**Excerpted text**.
((

The Eliot School, named after Thomas Lamb Eliot, was built in 1909 on NE Knott at the corner with Rodney. In the late 1940’s or early 50’s the school’s teachers and students were relocated. Portland Parks took over the building in the early 1950’s and it became the Knott Street Community Center.
This building on the corner of Larrabee (Interstate) and Albina was originally built as a hotel in the late 1890’s or early 1900’s. The building looks like it was a triangle, however it was actually shaped like a “V”. At the top of the building, over the corner entrance, are the words “The Albina”. It appears there is additional text above in the shadows, but it is unreadable – or perhaps it is ornamentation. In 1929, The Albina was home to the “Ideal Cafeteria” and the “Baxter Apartments”.
These twin houses on the corner of Union and Knott were built in 1900. By 1929 Union had already become a busy street and the houses had started the transition from residential to commercial. “Dr Muck Dentist” occupied the second floor of the house on the corner. Over the course of his dental career Dr Earl C Muck had his office in different nearby locations on Union.
Houses, houses, houses! In 1955 houses dominated the landscape in Eliot. This view of Eliot from above was taken as part of a larger photo of the downtown area. The image shows the neighborhood before the massive changes that came in the 60’s and 70’s. Memorial Coliseum had not yet been built, I-5 had not yet tore through the neighborhood, the Emanual Hospital campus had not yet sprawled into the neighborhood and Fremont was just a street (not quite in the picture) and not also a bridge. Also worth noticing, Lower Albina still had homes, Albina park was square, the grid pattern covered most of the area, and the now vacant lots around Russell near Williams and Vancouver had buildings.

))

**Provided information**.
((

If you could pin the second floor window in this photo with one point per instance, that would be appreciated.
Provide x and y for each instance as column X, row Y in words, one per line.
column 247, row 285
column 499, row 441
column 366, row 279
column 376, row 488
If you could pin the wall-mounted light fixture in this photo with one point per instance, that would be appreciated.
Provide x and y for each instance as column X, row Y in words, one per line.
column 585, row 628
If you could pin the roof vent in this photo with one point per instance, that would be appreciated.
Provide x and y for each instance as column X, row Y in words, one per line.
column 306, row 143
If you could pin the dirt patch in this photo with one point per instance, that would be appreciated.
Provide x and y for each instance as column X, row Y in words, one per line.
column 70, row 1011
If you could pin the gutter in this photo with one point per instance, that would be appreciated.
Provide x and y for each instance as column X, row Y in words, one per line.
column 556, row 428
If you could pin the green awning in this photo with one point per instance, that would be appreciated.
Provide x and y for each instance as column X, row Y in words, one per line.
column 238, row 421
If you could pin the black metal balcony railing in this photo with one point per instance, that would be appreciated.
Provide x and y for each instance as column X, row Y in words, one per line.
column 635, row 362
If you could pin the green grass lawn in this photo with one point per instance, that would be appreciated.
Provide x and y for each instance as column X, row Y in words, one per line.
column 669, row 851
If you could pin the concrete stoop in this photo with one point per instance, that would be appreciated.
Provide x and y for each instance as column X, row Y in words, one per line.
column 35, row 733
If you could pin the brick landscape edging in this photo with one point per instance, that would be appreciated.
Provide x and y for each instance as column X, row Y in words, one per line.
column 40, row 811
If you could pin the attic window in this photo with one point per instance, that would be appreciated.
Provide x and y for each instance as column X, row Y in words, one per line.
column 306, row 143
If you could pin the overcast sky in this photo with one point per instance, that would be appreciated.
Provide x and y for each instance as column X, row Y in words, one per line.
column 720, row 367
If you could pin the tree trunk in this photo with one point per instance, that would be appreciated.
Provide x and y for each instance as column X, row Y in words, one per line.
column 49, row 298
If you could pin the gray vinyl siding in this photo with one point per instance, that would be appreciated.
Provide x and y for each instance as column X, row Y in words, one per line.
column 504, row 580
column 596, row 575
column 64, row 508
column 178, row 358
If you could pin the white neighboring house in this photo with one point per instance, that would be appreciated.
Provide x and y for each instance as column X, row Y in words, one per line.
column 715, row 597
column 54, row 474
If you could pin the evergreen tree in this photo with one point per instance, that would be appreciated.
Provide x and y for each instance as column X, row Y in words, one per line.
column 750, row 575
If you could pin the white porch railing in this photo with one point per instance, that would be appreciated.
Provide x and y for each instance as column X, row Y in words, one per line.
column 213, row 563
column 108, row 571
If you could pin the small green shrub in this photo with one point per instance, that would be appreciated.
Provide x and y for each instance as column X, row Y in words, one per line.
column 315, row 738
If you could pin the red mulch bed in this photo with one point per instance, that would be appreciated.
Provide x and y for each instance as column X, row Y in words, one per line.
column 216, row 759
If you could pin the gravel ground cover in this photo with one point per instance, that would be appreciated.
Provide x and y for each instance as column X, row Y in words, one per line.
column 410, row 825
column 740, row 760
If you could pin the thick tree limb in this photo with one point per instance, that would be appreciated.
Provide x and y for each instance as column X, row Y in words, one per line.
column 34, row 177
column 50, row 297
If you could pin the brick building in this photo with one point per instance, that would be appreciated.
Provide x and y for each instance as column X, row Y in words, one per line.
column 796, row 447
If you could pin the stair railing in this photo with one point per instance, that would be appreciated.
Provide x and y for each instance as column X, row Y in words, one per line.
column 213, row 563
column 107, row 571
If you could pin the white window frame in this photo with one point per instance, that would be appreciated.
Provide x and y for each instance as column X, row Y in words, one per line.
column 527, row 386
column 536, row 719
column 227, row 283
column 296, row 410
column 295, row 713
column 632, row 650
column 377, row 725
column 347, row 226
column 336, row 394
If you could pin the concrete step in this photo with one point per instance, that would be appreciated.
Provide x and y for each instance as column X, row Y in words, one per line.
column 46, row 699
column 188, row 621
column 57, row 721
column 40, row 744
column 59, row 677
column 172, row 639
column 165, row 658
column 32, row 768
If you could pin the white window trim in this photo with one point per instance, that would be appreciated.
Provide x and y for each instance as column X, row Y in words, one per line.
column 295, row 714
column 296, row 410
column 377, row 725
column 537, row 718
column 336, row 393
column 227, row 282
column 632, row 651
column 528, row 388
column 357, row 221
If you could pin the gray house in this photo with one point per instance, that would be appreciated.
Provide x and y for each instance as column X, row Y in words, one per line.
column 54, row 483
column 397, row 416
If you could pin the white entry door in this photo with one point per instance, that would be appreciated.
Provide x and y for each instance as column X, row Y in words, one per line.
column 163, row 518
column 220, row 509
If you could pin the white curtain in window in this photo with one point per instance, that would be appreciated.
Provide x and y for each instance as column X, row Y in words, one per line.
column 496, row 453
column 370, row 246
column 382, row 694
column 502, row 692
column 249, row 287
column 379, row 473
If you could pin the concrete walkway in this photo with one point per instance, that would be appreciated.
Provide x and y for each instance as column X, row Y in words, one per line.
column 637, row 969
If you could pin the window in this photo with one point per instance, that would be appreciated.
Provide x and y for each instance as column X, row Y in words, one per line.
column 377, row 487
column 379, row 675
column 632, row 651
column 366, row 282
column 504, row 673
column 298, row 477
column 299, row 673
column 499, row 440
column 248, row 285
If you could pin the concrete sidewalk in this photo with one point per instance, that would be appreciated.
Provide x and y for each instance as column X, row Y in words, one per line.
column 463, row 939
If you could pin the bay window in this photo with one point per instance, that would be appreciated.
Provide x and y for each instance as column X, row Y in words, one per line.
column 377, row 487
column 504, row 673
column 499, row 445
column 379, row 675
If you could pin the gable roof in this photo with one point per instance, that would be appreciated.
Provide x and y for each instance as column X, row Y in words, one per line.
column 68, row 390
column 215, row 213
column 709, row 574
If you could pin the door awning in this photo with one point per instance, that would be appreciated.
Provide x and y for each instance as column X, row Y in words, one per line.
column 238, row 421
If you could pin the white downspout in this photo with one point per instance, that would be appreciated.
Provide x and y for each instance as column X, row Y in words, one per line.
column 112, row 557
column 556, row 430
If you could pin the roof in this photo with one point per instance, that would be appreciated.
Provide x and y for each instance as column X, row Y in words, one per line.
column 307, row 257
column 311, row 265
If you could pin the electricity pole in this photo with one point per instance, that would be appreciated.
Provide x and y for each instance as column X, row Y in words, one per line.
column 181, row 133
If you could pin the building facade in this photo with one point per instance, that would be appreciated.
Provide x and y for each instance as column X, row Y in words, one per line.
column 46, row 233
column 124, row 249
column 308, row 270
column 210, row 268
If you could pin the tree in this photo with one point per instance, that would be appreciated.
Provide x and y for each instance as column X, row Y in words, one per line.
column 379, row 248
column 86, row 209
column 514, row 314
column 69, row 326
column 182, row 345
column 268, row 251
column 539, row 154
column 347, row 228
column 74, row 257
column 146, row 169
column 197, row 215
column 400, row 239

))

**Exercise tasks**.
**a)** Answer these questions using the historical text on the Eliot neighborhood, one answer per line:
(i) In what year was the Eliot School built?
(ii) Which two businesses were in The Albina in 1929?
(iii) Who occupied the second floor of the corner house at Union and Knott?
**b)** Proceed with the historical text on the Eliot neighborhood, beginning after its final sentence.

**Your responses**.
**a)**
(i) 1909
(ii) The "Ideal Cafeteria" and the "Baxter Apartments"
(iii) "Dr Muck Dentist" (Dr Earl C Muck)

**b)**
Lower Albina and the Factory District in the early 1900’s. There are at least 8 buildings in this picture that are no longer standing. In the picture, on the left side is the building that is home to Mint and 820 and further down , the White Eagle. To the right you can see part of the Davis Block, the former hotel next door and in the distance, the Smithson Block – now home to Widmere.
This 1933 picture shows the entrance to the Egyptian Theater located on Union (MLK) near Brazee. The neighborhood theater was built in 1924 and owned and operated by the Graeper family. Originally it was home to live vaudeville style shows and later in the 30’s was showing motion pictures. The building operated as a theater until 1962 then as a warehouse until 1989.